→ WHAT NEEDS TO BE DONE
Continue the news article about the tire amnesty program, picking up after its last paragraph on the Westley fire; the entries come after the article.

Tired out

Tire amnesty program aims to keep cast-off tires from collecting at illegal dump sites

Members of the Chico Rugby Foundation assist at the county’s annual Tire Amnesty Program.

Members of the Chico Rugby Foundation assist at the county’s annual Tire Amnesty Program.

Photo courtesy of Steve Rodowick

In August 1998, a grass fire spread to an unlicensed tire dump outside of Tracy, igniting 7 million tires that had accumulated at the site over several decades. Fearing attempts to extinguish the fire with water would contaminate the groundwater supply, public officials decided to let the fire burn itself out, which it eventually did … 26 months later.

The following fall, a lightning strike sparked another tire fire less than 30 minutes away from Tracy, in Westley. That fire was extinguished five weeks later at a cost of over $3 million, but not before causing breathing problems and nosebleeds in area residents and flooding a nearby stream with pyrolysis oil that set the waterway ablaze.

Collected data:
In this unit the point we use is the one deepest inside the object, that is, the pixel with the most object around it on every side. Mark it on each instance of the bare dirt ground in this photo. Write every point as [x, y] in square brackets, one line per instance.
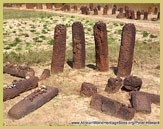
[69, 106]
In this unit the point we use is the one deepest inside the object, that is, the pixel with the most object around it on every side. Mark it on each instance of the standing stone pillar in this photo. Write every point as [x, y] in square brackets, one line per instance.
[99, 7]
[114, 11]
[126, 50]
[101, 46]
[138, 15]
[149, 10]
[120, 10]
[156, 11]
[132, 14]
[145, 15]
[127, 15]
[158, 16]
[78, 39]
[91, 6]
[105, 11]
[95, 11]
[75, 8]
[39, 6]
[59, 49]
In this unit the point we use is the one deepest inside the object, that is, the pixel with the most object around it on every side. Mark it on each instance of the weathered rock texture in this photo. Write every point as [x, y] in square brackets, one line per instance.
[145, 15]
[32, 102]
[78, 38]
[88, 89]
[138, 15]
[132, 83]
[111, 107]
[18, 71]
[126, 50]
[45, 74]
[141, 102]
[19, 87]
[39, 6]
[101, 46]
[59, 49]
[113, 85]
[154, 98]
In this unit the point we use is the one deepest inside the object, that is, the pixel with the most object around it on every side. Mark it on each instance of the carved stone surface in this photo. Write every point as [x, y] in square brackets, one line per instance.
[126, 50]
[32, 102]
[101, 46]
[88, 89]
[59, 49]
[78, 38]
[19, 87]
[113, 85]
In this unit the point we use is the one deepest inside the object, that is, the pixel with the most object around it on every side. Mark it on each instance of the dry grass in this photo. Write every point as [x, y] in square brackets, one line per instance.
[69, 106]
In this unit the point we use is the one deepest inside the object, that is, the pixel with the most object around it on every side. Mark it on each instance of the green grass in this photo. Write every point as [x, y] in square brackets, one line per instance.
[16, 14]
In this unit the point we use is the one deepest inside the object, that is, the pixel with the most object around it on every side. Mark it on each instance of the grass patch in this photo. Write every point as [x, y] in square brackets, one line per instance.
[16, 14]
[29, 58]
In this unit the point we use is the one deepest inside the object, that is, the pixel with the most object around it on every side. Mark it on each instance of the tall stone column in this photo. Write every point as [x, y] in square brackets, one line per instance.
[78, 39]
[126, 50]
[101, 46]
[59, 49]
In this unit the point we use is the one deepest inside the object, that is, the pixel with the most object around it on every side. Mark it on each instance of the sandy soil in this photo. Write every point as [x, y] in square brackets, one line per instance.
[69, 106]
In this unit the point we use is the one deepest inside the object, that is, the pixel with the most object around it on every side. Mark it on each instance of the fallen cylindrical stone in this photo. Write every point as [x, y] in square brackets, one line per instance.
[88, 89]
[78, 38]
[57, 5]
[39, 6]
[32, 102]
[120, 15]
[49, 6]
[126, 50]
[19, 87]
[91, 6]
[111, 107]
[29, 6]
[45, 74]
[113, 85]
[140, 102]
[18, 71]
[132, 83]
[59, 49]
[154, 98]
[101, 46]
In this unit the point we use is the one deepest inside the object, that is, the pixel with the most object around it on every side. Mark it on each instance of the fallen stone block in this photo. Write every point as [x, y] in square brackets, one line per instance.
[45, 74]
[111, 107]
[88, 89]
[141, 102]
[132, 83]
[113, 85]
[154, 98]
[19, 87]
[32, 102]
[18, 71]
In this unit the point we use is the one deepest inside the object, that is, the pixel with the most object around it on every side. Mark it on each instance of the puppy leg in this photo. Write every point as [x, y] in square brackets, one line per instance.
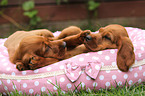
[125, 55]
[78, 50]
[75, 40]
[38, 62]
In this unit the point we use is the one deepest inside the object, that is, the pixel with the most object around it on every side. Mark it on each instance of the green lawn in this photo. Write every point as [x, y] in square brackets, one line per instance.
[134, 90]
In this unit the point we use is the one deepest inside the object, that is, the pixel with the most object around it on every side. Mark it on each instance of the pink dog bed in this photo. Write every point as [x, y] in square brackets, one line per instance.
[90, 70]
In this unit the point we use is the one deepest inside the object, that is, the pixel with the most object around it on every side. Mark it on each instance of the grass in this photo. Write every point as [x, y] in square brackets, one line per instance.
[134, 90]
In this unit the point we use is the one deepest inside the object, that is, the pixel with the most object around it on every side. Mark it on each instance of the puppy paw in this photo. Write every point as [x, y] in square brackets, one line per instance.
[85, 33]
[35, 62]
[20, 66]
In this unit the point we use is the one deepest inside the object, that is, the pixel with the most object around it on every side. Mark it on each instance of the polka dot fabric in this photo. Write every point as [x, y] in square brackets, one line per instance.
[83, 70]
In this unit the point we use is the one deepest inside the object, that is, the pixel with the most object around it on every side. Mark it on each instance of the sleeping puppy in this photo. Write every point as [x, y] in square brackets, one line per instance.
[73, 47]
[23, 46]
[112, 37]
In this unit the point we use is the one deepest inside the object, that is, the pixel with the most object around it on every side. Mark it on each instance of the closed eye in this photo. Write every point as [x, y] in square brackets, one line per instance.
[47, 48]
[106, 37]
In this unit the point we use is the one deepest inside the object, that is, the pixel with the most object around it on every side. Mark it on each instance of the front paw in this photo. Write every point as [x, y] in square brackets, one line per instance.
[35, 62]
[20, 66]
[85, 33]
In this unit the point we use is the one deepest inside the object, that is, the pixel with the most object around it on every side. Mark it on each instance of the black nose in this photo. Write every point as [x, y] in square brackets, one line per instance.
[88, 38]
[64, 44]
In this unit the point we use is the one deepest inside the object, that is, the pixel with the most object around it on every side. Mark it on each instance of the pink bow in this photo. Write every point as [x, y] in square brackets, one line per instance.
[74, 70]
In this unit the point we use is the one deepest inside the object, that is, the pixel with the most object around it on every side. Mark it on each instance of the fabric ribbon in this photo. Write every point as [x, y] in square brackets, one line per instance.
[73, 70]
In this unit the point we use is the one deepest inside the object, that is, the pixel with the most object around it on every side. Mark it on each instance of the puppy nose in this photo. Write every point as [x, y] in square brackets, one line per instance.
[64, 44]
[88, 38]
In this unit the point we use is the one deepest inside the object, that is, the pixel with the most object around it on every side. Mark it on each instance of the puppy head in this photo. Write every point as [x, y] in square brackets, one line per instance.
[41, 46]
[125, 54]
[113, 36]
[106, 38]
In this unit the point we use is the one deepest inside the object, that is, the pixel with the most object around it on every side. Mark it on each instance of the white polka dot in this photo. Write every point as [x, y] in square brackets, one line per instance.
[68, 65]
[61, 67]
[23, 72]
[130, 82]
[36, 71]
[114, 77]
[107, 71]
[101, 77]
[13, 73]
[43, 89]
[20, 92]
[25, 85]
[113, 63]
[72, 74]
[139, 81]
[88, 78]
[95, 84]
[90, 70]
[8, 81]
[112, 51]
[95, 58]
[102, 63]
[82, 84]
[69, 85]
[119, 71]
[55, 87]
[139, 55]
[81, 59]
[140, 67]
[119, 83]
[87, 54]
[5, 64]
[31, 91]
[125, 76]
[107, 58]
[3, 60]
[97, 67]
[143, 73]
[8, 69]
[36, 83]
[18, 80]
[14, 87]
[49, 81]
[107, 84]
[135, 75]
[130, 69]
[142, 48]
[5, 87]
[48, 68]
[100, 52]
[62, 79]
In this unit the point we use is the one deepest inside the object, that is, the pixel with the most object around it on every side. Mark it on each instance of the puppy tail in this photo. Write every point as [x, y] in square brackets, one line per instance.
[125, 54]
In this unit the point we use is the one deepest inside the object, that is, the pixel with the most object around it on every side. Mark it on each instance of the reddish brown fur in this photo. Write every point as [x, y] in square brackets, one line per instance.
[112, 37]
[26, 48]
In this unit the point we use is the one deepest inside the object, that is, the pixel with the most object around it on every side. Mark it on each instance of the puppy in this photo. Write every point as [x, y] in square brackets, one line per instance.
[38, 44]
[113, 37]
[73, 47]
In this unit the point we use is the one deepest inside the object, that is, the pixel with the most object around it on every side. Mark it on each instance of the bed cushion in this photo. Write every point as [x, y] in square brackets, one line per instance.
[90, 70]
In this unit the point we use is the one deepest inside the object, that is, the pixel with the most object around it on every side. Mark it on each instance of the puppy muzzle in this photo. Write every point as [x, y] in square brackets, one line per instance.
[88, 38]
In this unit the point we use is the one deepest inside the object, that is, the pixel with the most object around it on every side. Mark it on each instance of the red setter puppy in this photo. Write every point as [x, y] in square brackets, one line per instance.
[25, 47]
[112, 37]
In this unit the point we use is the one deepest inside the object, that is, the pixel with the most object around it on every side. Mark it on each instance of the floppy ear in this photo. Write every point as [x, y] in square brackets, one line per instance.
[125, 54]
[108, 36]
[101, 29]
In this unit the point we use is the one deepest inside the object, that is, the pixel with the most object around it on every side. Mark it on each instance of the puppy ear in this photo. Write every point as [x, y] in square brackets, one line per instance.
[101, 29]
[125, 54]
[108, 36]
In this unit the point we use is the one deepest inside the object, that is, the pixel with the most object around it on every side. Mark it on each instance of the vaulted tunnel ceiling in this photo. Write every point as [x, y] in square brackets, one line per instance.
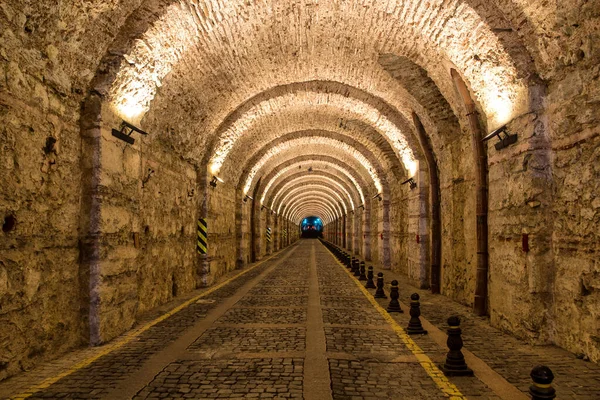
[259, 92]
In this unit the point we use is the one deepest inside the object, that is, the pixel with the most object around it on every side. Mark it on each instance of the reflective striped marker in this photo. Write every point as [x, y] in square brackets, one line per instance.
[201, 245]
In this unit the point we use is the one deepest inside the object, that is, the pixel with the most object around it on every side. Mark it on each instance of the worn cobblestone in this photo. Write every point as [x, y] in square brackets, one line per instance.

--

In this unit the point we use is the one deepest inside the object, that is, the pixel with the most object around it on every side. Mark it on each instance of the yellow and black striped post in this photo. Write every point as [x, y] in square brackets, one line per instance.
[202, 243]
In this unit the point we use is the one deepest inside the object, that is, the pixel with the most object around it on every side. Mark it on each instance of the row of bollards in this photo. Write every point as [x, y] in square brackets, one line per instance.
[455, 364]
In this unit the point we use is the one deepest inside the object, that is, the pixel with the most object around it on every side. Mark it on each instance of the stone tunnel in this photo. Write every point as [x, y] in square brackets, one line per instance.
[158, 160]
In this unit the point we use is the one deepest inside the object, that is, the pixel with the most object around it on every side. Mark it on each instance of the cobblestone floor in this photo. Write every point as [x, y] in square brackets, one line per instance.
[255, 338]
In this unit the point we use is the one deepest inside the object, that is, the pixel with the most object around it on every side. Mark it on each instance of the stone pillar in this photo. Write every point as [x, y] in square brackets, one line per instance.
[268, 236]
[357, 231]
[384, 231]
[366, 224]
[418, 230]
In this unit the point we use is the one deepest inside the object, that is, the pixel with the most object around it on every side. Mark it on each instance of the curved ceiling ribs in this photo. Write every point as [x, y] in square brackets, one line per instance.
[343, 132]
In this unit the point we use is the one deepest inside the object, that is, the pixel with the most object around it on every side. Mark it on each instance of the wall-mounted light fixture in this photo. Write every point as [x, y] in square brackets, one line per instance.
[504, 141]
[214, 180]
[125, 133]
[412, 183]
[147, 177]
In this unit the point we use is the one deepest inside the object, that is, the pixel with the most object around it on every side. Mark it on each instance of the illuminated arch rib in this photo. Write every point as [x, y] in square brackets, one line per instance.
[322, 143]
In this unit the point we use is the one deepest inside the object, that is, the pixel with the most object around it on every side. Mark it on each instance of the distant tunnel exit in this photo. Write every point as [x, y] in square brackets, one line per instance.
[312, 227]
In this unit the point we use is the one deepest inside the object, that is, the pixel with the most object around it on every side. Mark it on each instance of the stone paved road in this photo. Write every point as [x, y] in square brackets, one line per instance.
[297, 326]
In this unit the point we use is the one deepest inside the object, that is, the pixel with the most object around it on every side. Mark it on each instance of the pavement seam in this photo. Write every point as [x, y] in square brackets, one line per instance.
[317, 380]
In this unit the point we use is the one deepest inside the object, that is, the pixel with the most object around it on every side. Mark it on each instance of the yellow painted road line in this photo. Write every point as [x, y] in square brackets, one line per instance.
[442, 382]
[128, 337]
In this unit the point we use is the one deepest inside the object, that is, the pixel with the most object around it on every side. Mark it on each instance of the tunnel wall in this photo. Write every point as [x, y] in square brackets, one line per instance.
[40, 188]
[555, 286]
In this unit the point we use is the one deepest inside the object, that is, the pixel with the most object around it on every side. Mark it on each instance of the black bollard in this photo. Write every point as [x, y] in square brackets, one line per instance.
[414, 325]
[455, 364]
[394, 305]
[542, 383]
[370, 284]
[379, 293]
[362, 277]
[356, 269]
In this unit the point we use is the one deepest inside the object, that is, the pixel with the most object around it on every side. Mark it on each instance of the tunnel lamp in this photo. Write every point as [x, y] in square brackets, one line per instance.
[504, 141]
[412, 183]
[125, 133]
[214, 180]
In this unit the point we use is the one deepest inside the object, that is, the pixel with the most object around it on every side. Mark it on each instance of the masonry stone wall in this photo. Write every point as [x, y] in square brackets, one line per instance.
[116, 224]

==

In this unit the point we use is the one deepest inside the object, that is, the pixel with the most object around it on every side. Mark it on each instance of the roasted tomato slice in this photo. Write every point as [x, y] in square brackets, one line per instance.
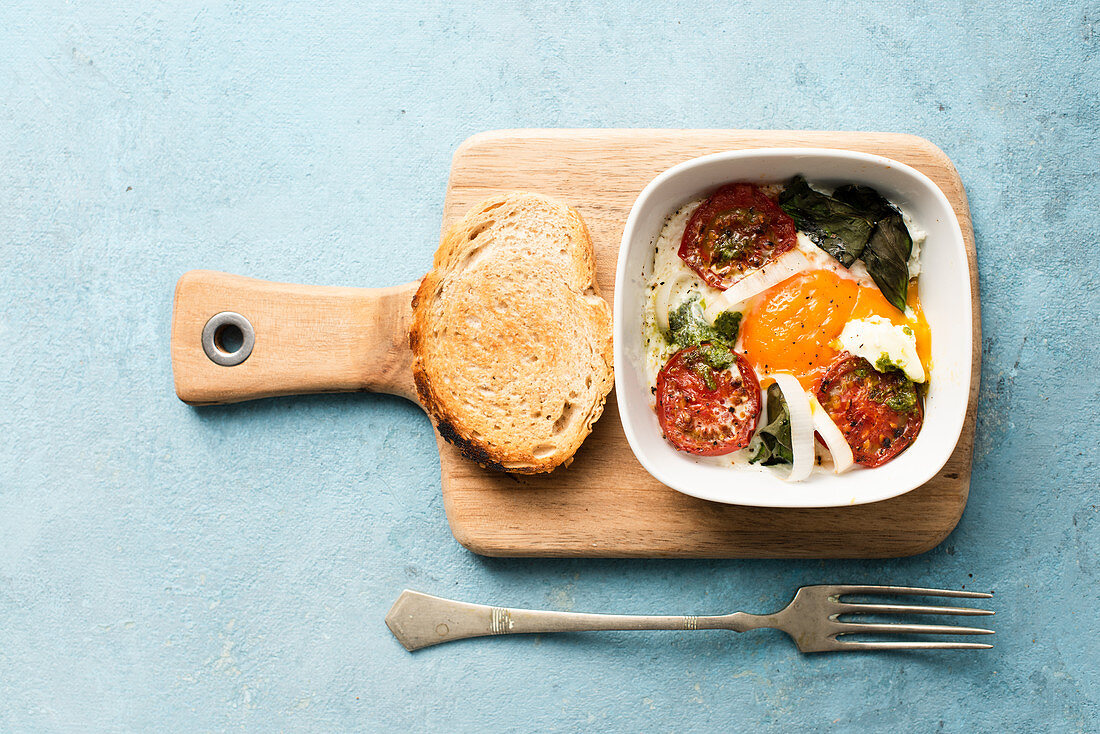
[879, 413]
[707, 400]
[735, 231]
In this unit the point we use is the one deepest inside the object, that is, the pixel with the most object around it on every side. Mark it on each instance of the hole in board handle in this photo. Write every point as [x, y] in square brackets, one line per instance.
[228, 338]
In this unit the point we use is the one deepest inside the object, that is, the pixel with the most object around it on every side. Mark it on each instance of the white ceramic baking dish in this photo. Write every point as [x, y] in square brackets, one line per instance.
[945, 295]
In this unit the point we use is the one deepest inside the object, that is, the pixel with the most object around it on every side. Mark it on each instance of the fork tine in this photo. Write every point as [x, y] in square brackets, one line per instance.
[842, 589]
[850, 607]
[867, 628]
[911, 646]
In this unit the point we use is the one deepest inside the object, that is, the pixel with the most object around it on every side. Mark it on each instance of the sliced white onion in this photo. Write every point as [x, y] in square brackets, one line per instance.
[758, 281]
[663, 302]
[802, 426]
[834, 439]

→ ANSWER SPACE
These and other incidents helped spur a concentrated effort by state and county governments to clean up tire dumps, efforts that Butte County Recycling Coordinator Steve Rodowick has helped oversee locally for the past 12 years.

Rodowick said most of the county’s large “legacy” tire dumps, such as one spot south of Oroville where more than 13,000 tires had been left in old mine tailings ponds, have since been cleared with help of a Farm and Ranch Solid Waste Cleanup and Abatement grant program administered by the state’s Department of Resources Recycling and Recovery (CalRecycle).

“What we used to suffer from scofflaw tire haulers has pretty much come to an end, and the legacy dumps have been cleaned up,” Rodowick explained. “What we’re doing now is more of a maintenance situation to address the smaller generators, like shade tree mechanics and people who get new tires and don’t want to pay the nominal disposal fee at the retailer. Our goal is keeping small clusters of tires from becoming larger dump sites.”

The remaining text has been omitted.